**WHAT YOU NEED TO DO**
The whole listing is to be printed again exactly.

**DATA IN THIS EXERCISE**
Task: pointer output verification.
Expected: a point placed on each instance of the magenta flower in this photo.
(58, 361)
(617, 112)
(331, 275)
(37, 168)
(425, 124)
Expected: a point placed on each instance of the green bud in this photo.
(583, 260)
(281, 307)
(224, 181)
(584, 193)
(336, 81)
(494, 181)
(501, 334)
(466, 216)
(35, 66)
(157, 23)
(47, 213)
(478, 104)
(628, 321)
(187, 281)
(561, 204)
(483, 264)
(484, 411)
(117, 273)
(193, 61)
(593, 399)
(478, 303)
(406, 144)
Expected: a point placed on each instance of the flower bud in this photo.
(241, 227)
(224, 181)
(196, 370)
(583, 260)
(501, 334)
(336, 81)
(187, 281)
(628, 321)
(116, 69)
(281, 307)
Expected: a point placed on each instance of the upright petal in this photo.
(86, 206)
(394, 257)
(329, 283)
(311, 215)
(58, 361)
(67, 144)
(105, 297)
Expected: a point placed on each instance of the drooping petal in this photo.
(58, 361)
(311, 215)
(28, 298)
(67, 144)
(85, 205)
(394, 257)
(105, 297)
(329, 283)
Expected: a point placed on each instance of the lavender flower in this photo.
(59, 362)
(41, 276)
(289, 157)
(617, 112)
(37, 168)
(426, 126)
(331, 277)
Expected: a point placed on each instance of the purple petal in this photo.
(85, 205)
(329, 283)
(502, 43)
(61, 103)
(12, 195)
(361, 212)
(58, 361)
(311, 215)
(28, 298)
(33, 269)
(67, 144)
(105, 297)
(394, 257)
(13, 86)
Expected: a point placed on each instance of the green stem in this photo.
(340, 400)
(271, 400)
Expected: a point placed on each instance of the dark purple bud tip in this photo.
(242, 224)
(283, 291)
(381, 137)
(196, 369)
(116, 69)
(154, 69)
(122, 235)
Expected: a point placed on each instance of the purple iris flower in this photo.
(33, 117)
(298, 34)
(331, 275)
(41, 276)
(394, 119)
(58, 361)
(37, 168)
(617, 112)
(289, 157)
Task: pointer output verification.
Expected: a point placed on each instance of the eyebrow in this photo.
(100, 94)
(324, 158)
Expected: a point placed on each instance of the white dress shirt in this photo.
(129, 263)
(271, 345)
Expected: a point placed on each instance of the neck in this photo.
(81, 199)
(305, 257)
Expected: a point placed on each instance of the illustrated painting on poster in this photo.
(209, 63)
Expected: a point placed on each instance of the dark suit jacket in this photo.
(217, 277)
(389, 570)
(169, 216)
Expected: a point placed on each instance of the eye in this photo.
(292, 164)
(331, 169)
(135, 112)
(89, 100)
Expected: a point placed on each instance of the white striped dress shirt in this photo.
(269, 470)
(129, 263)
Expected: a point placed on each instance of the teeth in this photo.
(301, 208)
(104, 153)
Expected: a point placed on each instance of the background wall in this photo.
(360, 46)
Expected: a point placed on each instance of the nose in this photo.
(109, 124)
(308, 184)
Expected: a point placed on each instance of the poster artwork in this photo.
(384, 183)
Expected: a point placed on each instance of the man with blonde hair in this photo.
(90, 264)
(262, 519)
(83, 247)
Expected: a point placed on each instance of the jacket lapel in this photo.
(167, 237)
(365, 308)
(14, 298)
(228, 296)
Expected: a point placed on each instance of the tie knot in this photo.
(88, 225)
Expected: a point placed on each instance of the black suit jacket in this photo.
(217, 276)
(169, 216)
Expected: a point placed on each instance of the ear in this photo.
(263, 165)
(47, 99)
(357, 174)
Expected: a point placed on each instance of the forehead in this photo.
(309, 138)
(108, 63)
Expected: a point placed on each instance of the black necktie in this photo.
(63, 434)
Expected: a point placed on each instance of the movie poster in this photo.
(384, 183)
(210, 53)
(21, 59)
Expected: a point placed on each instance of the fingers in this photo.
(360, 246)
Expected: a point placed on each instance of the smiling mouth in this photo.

**RESULT OF THIS TASK**
Task: pointer output verification.
Expected: a point placed on each instance of the magenta flower in this photo.
(58, 361)
(617, 112)
(331, 275)
(37, 168)
(425, 124)
Expected: a point placed on each instance of the green bud in this photo.
(583, 260)
(281, 307)
(224, 181)
(584, 193)
(336, 81)
(494, 181)
(501, 334)
(466, 216)
(35, 66)
(157, 23)
(47, 213)
(478, 104)
(628, 321)
(187, 281)
(561, 204)
(483, 264)
(484, 411)
(117, 273)
(193, 61)
(593, 399)
(478, 303)
(406, 144)
Expected: a point placed on each instance of the flower bud in this photo.
(241, 227)
(224, 181)
(196, 370)
(583, 260)
(501, 334)
(336, 81)
(187, 281)
(628, 321)
(116, 69)
(281, 307)
Expected: a point placed on each instance of the upright petal in this photo.
(86, 206)
(394, 257)
(329, 283)
(311, 215)
(58, 361)
(67, 144)
(105, 297)
Expected: a point placed on each instance of the drooping petal in this photo.
(58, 361)
(311, 215)
(28, 298)
(67, 144)
(85, 205)
(394, 257)
(105, 297)
(329, 283)
Expected: a point placed on each instance of the lavender flower in this photo.
(59, 362)
(41, 276)
(289, 157)
(617, 112)
(37, 168)
(426, 126)
(331, 277)
Expected: a point placed on each instance of the purple petal in this photo.
(85, 205)
(329, 283)
(502, 43)
(61, 103)
(12, 195)
(361, 212)
(58, 361)
(311, 215)
(28, 298)
(33, 269)
(67, 144)
(105, 297)
(394, 257)
(13, 86)
Expected: a point placed on each instance of the green stem in this photo.
(340, 400)
(271, 400)
Expected: a point placed on each instance of the dark purple bud tip in this photo.
(242, 224)
(283, 291)
(381, 137)
(196, 369)
(116, 69)
(154, 69)
(122, 235)
Expected: a point placed on each instance of the purple iris flower in this photo.
(33, 117)
(298, 34)
(331, 275)
(41, 276)
(394, 119)
(58, 361)
(37, 168)
(617, 112)
(289, 157)
Task: pointer output verification.
Expected: a point placed on each instance of the eyebrow in this photo.
(100, 94)
(324, 158)
Expected: a point placed on each instance of the white dress shirt in this photo.
(129, 263)
(271, 345)
Expected: a point placed on each instance of the neck in this photo.
(81, 199)
(305, 257)
Expected: a point placed on each instance of the illustrated painting on poster in this photo.
(209, 63)
Expected: a point placed on each instance of the dark suit jacket in this photo.
(217, 277)
(389, 570)
(169, 216)
Expected: a point placed on each instance of the eye in this photo.
(292, 164)
(331, 169)
(135, 112)
(89, 100)
Expected: a point placed on each instance of the white striped dress shirt in this photo.
(269, 470)
(129, 263)
Expected: a point placed on each instance of the teeth in this photo.
(301, 208)
(104, 153)
Expected: a point placed on each instance of the background wall in this photo.
(360, 46)
Expected: a point placed on each instance of the nose in this photo.
(109, 124)
(308, 184)
Expected: a point placed on each instance of the poster artwork in this photo.
(384, 183)
Expected: a point placed on each instance of the man with blonde hair in this photo.
(90, 264)
(262, 519)
(83, 247)
Expected: a point placed on each instance of the jacket lapel in this photo.
(167, 237)
(365, 308)
(14, 298)
(228, 296)
Expected: a point placed on each instance of the tie knot in this photo.
(88, 225)
Expected: a point placed on each instance of the black suit jacket in this photo.
(217, 276)
(169, 216)
Expected: a point placed on each instance of the ear in this photo.
(263, 165)
(47, 99)
(357, 174)
Expected: a point placed on each instance of the forehead in this photo.
(309, 138)
(108, 63)
Expected: a point placed on each instance of the black necktie in this photo.
(63, 434)
Expected: a point placed on each instance of the movie poster in this photo.
(384, 183)
(210, 53)
(21, 59)
Expected: a point placed on each instance of the fingers in this photo.
(360, 246)
Expected: a point placed on each instance of the smiling mouth in this photo.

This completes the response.